--- EXTRACTED MATERIAL ---

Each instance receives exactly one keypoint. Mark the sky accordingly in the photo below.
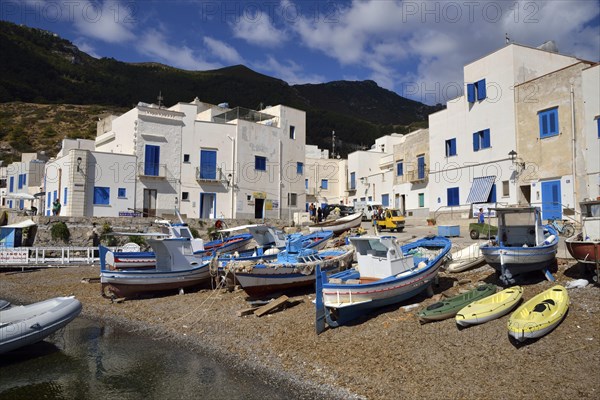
(414, 48)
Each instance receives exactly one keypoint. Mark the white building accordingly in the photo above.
(213, 161)
(90, 183)
(24, 177)
(411, 178)
(371, 172)
(325, 178)
(471, 139)
(591, 98)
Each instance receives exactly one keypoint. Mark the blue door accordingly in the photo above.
(551, 205)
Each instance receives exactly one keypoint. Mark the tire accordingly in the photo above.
(568, 230)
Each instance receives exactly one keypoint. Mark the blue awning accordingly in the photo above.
(480, 191)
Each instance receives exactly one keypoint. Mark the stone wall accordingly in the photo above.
(87, 231)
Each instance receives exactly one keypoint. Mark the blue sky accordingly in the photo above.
(415, 48)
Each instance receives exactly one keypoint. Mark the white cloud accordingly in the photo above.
(153, 43)
(441, 37)
(257, 29)
(110, 21)
(289, 71)
(223, 51)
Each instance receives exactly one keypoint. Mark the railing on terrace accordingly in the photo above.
(11, 257)
(152, 170)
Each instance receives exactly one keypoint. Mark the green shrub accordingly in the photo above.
(105, 235)
(60, 231)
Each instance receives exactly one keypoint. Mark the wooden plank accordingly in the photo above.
(271, 306)
(246, 311)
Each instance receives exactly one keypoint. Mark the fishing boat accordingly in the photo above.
(338, 226)
(539, 315)
(294, 267)
(463, 259)
(24, 325)
(386, 273)
(448, 308)
(177, 267)
(490, 307)
(523, 243)
(270, 241)
(132, 258)
(585, 246)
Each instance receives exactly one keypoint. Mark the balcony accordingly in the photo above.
(220, 177)
(152, 171)
(415, 177)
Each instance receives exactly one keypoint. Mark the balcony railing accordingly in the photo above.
(415, 177)
(220, 177)
(148, 170)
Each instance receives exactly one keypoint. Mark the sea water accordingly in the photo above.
(89, 360)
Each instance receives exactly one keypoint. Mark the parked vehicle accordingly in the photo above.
(368, 208)
(391, 219)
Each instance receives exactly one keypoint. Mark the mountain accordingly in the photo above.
(38, 66)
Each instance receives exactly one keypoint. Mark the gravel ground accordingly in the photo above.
(384, 355)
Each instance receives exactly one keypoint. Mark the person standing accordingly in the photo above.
(56, 207)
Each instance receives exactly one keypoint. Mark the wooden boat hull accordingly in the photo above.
(587, 251)
(265, 278)
(466, 258)
(448, 308)
(346, 301)
(491, 307)
(339, 225)
(24, 325)
(539, 315)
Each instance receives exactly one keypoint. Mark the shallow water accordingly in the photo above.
(88, 360)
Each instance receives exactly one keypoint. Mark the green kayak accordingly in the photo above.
(449, 307)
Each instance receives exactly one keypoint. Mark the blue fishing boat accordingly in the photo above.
(292, 268)
(386, 273)
(523, 243)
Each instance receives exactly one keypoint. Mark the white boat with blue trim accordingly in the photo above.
(523, 243)
(386, 273)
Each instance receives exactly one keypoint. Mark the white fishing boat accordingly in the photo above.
(523, 243)
(339, 225)
(463, 259)
(386, 273)
(24, 325)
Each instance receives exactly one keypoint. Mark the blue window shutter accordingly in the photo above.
(481, 92)
(553, 122)
(151, 160)
(208, 164)
(486, 139)
(470, 93)
(476, 141)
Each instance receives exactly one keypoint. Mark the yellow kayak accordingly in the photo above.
(490, 307)
(539, 315)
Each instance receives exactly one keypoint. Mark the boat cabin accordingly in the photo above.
(520, 226)
(380, 256)
(590, 218)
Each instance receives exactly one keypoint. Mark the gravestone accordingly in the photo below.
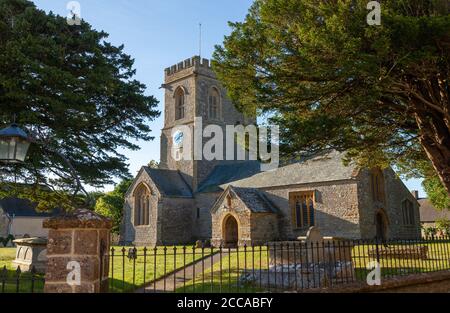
(31, 252)
(77, 250)
(314, 236)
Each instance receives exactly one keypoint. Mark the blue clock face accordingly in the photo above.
(178, 138)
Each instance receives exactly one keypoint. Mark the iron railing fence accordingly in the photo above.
(274, 267)
(18, 281)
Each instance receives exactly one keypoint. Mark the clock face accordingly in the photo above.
(178, 138)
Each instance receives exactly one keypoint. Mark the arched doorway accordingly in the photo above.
(231, 231)
(381, 226)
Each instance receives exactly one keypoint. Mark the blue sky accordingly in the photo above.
(158, 34)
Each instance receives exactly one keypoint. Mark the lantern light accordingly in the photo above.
(14, 144)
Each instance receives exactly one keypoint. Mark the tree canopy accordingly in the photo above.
(111, 204)
(331, 81)
(75, 93)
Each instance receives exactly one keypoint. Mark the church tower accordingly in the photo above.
(192, 91)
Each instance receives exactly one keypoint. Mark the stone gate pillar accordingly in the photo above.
(76, 249)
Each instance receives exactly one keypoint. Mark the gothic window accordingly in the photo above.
(377, 185)
(179, 104)
(229, 201)
(408, 212)
(214, 104)
(142, 197)
(302, 208)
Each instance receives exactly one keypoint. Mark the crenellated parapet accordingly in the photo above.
(194, 62)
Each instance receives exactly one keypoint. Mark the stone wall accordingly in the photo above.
(243, 217)
(336, 209)
(197, 79)
(202, 229)
(396, 192)
(175, 221)
(3, 224)
(253, 228)
(264, 228)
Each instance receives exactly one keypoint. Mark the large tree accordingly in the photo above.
(332, 81)
(111, 204)
(75, 93)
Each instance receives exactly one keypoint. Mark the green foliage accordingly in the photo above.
(76, 93)
(331, 81)
(436, 193)
(111, 204)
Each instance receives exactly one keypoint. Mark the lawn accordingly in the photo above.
(225, 276)
(128, 274)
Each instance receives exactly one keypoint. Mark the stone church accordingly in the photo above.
(234, 203)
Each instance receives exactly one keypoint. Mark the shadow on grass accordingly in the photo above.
(26, 282)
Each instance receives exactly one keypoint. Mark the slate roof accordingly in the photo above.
(226, 173)
(254, 199)
(169, 183)
(22, 208)
(324, 168)
(428, 213)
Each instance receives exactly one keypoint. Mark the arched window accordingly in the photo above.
(408, 212)
(302, 208)
(179, 104)
(142, 206)
(229, 201)
(377, 185)
(214, 104)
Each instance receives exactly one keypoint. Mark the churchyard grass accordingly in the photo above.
(126, 277)
(227, 276)
(128, 274)
(438, 259)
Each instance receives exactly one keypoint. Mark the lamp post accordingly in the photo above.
(14, 144)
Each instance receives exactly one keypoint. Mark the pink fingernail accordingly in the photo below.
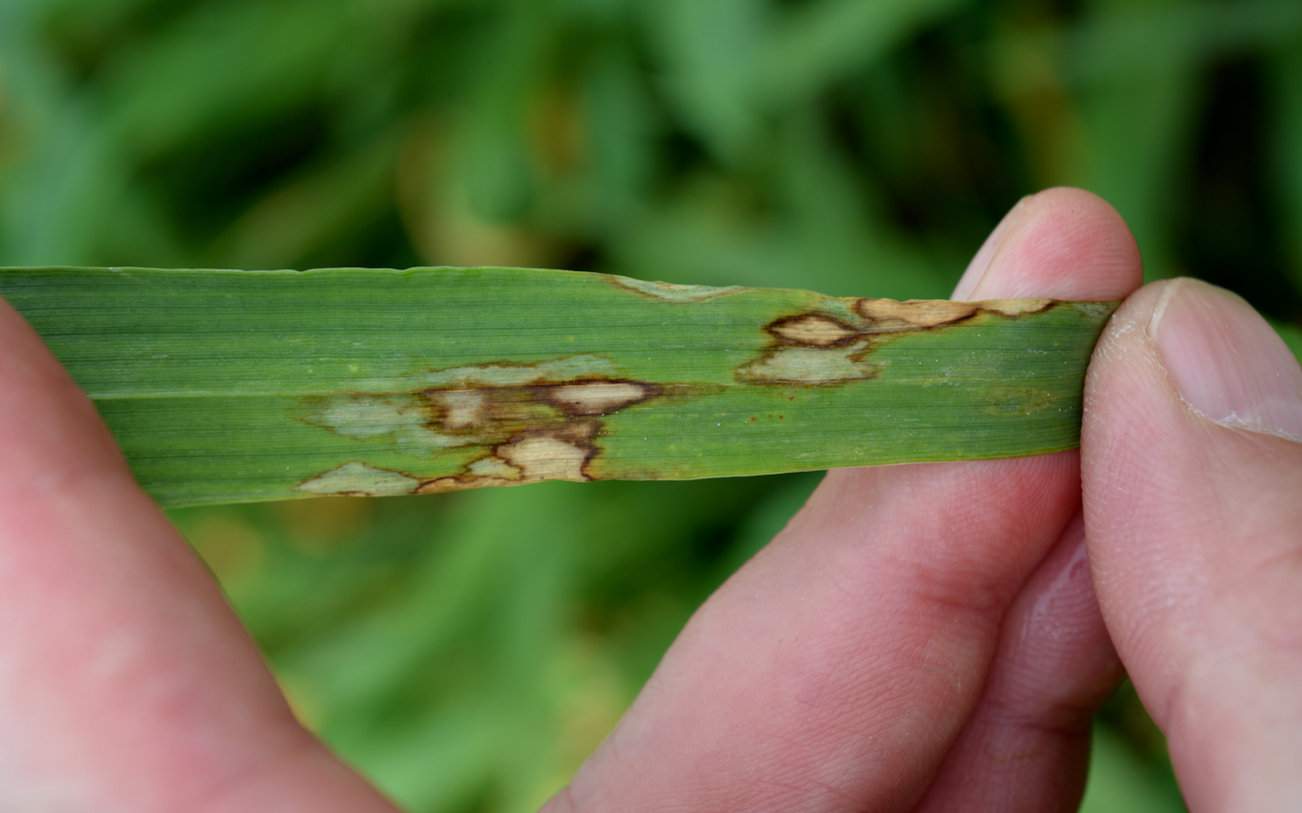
(1227, 361)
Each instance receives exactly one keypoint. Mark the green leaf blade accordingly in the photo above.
(233, 386)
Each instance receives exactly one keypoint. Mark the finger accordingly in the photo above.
(125, 680)
(836, 667)
(1193, 470)
(1027, 743)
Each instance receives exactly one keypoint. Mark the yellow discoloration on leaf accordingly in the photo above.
(361, 480)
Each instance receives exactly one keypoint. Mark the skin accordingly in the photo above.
(927, 637)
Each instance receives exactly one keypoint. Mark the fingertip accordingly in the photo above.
(1061, 242)
(1190, 480)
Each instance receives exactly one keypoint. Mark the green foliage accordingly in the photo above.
(461, 657)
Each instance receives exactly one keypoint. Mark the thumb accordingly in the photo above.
(1191, 468)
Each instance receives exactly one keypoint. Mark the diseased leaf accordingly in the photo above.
(232, 386)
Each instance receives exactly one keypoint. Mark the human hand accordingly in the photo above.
(918, 637)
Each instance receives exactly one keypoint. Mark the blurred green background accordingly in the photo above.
(468, 650)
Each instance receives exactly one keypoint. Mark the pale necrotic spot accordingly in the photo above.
(494, 468)
(598, 398)
(893, 315)
(672, 292)
(360, 480)
(546, 457)
(813, 330)
(375, 416)
(1014, 308)
(806, 365)
(461, 408)
(518, 374)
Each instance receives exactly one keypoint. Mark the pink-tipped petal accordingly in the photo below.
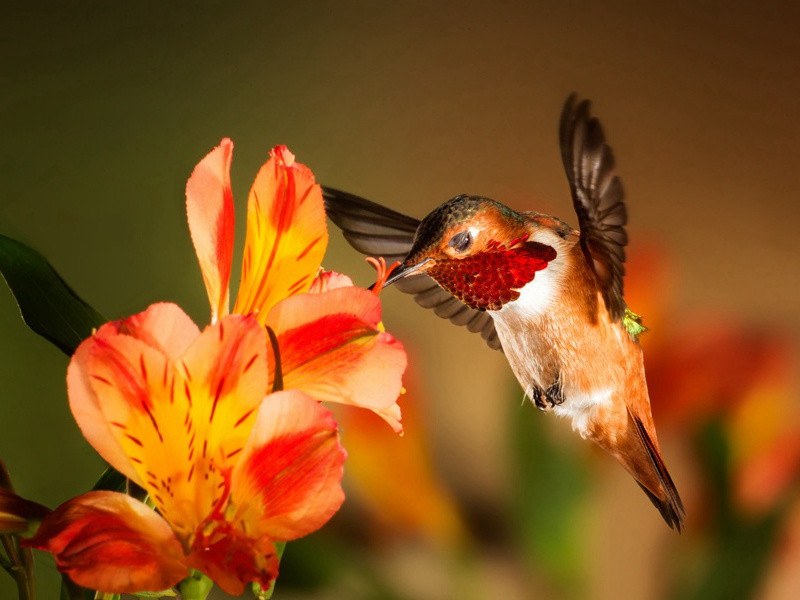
(288, 481)
(163, 326)
(286, 234)
(110, 542)
(86, 408)
(209, 209)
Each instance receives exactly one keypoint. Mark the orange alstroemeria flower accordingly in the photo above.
(331, 345)
(187, 415)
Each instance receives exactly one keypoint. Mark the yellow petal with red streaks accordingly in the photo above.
(288, 481)
(286, 234)
(110, 542)
(333, 350)
(209, 209)
(181, 423)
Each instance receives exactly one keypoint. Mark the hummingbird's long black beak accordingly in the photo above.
(402, 271)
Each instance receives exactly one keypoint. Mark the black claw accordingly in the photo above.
(538, 399)
(555, 395)
(550, 398)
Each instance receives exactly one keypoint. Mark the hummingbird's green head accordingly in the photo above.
(477, 249)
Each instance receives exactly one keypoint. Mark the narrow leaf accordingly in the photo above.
(48, 305)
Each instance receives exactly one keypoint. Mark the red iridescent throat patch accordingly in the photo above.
(489, 279)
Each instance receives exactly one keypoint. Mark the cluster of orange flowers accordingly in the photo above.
(223, 427)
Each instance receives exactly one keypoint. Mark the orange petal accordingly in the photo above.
(110, 542)
(286, 234)
(209, 209)
(332, 349)
(288, 481)
(329, 280)
(179, 424)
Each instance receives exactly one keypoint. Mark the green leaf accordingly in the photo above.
(48, 305)
(196, 586)
(111, 480)
(259, 592)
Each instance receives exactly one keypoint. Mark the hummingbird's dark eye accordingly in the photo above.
(461, 242)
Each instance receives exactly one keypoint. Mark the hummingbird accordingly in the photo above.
(548, 296)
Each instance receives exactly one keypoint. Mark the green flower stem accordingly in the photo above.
(195, 587)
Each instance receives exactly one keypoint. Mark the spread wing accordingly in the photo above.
(598, 198)
(378, 231)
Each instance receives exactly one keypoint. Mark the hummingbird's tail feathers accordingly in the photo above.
(369, 227)
(670, 505)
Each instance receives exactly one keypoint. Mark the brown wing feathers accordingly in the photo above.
(597, 195)
(376, 230)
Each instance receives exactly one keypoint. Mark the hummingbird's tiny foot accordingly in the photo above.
(554, 394)
(547, 399)
(537, 395)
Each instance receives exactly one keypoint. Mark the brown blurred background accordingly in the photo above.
(106, 107)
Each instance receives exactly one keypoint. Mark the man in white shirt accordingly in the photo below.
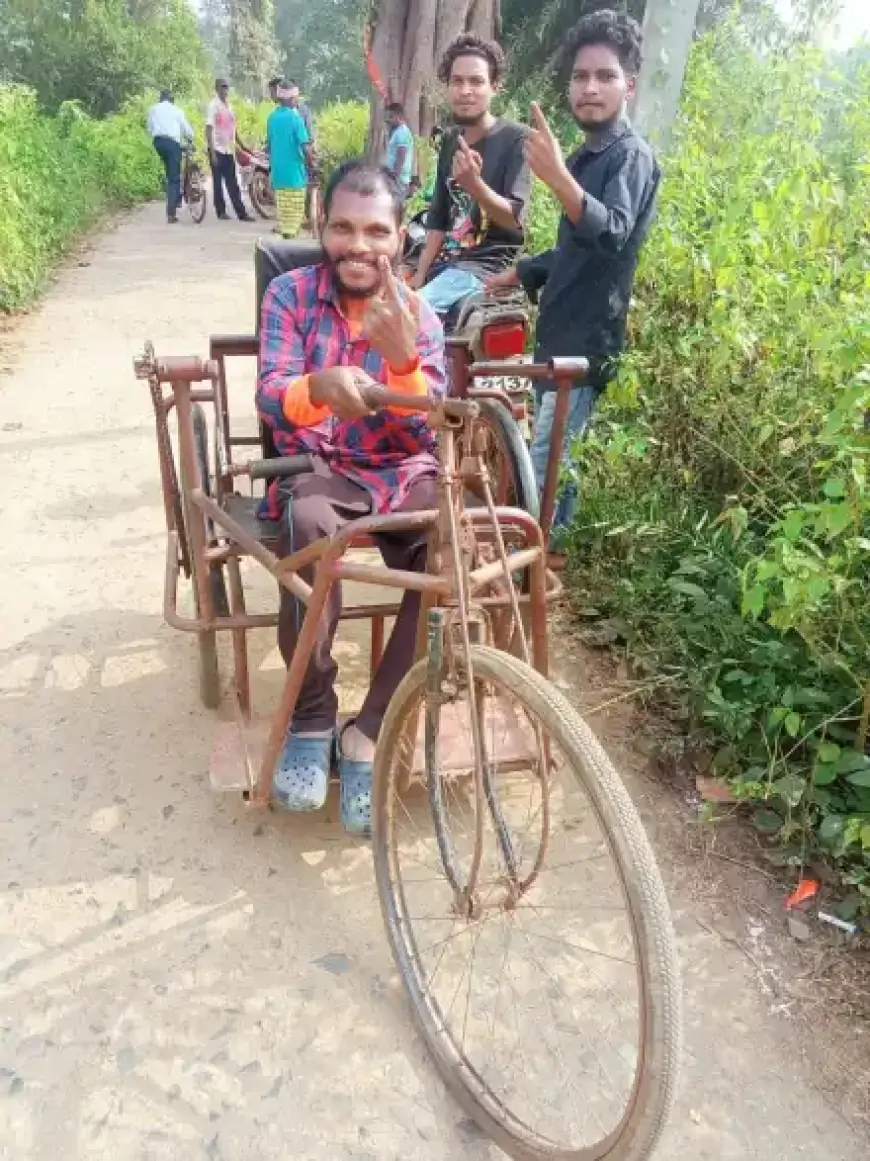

---

## TASK TO COMPLETE
Reproduce the lines verbatim, beginning with the line that contains "Each instance receives exactly one keypoint. Mark the fingertip" and ending after the line that contains "(1191, 468)".

## SOLUTION TO THIS PROBLEM
Each instance receives exactly one keypoint. Mark the fingertip accordingly in the photo above.
(1061, 242)
(1190, 480)
Each instance receives exactly one keypoint. Mark the green foliage accordingly in the photo above.
(461, 657)
Each instance receives exactly one keypoint. Mark the thumb accordingly in the photo above.
(1191, 468)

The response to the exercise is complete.